----- Vorliegender Auszug

Der Regierungschef sagte, die Verbindung des Attentäters zur Terrormiliz Islamischer Staat (IS) sei erwiesen. Er äußerte aber den Verdacht, dass andere "Akteure" den IS als "Subunternehmer" für den Anschlag instrumentalisiert hätten. Wer das sein könnte, werde mit Hochdruck untersucht. Davutoglu warf dem syrischen Regime außerdem vor, "auf schmutzige Weise" mit dem IS zusammenzuarbeiten. Er setzte das aber nicht in direkten Bezug zu dem Anschlag von Istanbul.

Bei dem Anschlag waren zehn deutsche Touristen getötet worden. Sechs Verletzte würden noch in Krankenhäusern behandelt, sagte der Regierungschef. Der Anschlag habe sich aber nicht gezielt gegen Deutsche gerichtet.

Deutschlands Innenminister Thomas de Maizière sieht deshalb "keinen Grund, von Reisen in die Türkei abzusehen". Es gebe keine Hinweise dafür, dass sich der Anschlag gezielt gegen Deutsche gerichtet habe, sagte auch de Maizière am Mittwoch bei einem Besuch in Istanbul.

----------

§ Zu erledigende Aufgaben
[A] Wie viele deutsche Touristen wurden laut dem Auszug bei dem Anschlag getötet?
[B] Gib einen Teil des Auszugs über den Anschlag von Istanbul wortgetreu wieder. Setze bei den Worten "Bei dem Anschlag" ein und ende nach "Besuch in Istanbul.".

----- Gespeicherte Daten

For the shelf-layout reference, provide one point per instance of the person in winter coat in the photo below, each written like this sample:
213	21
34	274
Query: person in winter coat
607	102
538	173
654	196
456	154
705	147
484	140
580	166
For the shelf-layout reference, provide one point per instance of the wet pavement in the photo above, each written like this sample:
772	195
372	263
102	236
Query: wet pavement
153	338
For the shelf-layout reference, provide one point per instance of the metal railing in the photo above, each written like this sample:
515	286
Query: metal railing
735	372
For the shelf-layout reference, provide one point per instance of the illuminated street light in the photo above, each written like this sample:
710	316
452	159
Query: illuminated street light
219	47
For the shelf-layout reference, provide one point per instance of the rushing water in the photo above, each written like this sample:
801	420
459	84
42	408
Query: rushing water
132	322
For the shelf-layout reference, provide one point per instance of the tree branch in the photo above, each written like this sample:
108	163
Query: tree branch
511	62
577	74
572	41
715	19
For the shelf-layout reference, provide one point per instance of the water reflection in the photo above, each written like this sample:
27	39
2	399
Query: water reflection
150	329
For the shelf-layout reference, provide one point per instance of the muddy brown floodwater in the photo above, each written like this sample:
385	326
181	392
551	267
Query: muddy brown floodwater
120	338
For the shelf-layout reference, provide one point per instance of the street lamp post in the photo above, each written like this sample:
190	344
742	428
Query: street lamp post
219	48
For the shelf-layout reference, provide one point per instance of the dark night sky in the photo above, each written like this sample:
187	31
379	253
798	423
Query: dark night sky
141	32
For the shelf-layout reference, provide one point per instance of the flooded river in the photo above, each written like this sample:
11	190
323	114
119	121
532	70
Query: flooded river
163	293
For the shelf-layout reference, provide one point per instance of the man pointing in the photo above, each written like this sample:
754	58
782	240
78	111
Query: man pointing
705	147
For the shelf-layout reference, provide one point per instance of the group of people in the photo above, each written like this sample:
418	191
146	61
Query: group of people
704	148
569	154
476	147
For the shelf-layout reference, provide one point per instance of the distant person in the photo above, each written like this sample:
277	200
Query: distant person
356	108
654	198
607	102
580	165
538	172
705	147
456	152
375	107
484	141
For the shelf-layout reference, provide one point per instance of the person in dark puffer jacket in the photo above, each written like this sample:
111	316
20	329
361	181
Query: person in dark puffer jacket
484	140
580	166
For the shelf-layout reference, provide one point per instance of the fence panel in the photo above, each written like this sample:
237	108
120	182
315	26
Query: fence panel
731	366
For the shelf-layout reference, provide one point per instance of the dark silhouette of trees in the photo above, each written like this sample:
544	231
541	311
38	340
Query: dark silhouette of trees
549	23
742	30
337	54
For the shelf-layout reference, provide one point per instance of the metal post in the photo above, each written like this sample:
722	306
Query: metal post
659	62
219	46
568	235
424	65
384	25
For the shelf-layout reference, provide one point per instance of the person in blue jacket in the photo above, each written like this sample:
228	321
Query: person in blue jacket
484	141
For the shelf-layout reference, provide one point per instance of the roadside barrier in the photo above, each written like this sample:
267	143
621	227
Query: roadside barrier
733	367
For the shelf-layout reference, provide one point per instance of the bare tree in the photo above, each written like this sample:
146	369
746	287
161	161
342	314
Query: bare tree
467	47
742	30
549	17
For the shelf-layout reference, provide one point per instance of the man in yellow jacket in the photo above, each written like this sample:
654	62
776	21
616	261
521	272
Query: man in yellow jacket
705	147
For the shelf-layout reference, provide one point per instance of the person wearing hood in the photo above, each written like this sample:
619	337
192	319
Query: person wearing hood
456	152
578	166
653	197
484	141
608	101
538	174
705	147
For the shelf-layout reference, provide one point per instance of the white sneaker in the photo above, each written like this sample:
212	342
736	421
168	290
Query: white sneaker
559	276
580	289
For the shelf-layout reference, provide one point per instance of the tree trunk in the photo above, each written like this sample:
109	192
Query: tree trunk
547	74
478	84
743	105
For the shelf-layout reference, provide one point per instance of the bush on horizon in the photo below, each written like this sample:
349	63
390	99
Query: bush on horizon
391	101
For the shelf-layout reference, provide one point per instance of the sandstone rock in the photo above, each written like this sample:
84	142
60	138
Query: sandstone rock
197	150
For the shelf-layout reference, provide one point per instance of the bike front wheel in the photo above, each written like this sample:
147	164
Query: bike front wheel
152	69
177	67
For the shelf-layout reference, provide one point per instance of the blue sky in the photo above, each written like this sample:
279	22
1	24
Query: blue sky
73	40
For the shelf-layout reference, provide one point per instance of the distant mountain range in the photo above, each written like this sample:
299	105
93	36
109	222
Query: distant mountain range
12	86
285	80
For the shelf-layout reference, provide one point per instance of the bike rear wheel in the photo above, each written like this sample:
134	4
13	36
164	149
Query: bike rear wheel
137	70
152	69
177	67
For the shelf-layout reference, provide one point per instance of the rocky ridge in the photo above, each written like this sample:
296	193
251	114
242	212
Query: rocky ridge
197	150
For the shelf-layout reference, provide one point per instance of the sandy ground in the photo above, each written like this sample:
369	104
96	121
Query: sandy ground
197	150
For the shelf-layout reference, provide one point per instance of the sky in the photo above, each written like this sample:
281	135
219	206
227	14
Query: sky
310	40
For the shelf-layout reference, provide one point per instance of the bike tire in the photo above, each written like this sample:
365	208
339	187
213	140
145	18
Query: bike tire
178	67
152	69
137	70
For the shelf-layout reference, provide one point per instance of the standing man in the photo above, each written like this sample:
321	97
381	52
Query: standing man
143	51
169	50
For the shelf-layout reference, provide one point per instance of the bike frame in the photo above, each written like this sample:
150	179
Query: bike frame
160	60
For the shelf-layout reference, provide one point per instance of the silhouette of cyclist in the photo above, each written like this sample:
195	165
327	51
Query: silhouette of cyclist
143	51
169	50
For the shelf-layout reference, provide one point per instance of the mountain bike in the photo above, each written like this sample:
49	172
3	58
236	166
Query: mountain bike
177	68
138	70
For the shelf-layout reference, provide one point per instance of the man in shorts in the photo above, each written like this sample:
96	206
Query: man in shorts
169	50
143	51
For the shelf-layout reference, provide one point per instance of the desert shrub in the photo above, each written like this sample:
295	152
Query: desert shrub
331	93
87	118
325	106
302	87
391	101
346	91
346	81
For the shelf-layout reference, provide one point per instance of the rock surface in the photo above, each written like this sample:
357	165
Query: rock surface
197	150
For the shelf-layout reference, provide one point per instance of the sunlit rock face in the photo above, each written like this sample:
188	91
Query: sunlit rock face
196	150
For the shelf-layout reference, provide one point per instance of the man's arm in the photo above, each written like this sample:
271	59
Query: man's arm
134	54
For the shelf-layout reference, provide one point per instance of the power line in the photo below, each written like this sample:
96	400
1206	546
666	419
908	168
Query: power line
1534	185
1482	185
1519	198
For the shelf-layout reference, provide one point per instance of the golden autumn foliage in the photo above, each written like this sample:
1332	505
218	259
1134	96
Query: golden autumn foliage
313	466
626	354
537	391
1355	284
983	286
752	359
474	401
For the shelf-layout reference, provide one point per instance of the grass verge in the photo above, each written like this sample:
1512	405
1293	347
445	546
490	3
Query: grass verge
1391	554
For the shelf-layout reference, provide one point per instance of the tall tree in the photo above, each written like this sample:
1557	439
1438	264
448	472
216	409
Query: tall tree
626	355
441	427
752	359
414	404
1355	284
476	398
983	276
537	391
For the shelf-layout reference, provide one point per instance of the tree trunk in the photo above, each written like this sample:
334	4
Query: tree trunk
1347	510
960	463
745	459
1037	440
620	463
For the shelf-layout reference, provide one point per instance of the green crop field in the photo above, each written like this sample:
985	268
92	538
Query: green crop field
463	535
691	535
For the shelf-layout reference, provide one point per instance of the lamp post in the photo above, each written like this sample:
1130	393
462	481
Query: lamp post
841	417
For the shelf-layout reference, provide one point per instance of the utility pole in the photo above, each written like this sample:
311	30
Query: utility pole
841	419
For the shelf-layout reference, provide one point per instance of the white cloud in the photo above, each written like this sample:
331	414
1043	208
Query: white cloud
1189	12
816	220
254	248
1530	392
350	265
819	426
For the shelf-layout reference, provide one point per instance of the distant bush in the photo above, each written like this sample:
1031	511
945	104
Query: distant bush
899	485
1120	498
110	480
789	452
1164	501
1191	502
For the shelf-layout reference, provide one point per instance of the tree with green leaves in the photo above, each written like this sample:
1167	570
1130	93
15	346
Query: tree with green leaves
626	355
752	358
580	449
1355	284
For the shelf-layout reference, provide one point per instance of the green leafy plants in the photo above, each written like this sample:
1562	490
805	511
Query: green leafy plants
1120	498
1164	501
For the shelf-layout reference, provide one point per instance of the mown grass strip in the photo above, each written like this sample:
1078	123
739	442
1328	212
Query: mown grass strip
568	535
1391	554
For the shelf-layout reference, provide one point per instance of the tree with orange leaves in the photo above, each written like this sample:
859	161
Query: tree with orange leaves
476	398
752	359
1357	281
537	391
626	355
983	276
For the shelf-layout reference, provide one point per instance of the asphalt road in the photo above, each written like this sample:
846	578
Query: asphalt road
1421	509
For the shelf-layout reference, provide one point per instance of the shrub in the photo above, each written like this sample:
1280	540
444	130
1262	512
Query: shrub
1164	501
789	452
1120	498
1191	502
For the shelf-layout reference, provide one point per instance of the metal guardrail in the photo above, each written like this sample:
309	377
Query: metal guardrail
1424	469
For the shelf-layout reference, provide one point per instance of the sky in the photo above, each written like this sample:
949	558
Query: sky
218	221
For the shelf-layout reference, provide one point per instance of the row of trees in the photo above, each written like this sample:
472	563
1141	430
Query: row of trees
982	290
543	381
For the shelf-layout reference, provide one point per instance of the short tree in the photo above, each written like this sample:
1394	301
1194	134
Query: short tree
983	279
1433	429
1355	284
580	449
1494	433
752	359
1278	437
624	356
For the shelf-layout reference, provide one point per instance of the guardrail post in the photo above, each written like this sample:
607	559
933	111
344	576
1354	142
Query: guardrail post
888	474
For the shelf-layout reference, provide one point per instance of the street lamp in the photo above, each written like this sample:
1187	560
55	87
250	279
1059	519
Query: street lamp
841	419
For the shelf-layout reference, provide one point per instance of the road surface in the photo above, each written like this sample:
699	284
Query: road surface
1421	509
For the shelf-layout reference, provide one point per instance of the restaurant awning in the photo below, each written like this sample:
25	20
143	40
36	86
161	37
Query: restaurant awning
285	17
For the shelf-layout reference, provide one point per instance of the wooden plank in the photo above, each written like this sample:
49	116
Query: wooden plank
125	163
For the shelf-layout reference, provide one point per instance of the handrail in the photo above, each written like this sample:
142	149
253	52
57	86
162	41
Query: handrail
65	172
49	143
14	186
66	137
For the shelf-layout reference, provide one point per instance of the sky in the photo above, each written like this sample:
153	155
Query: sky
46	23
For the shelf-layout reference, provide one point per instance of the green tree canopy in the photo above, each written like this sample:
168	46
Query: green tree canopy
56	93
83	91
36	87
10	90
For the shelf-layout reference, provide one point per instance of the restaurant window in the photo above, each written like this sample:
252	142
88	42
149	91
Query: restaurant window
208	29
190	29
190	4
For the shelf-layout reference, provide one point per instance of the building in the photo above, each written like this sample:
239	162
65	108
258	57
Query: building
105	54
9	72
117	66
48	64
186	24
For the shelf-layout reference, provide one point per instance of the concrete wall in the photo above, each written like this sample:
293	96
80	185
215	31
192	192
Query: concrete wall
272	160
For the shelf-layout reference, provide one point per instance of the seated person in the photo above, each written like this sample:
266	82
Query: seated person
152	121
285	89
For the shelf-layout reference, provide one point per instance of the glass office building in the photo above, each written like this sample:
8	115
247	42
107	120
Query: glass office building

----------

§ Ergebnisse je Aufgabe
[A] Zehn deutsche Touristen.

[B]
Bei dem Anschlag waren zehn deutsche Touristen getötet worden. Sechs Verletzte würden noch in Krankenhäusern behandelt, sagte der Regierungschef. Der Anschlag habe sich aber nicht gezielt gegen Deutsche gerichtet.

Deutschlands Innenminister Thomas de Maizière sieht deshalb "keinen Grund, von Reisen in die Türkei abzusehen". Es gebe keine Hinweise dafür, dass sich der Anschlag gezielt gegen Deutsche gerichtet habe, sagte auch de Maizière am Mittwoch bei einem Besuch in Istanbul.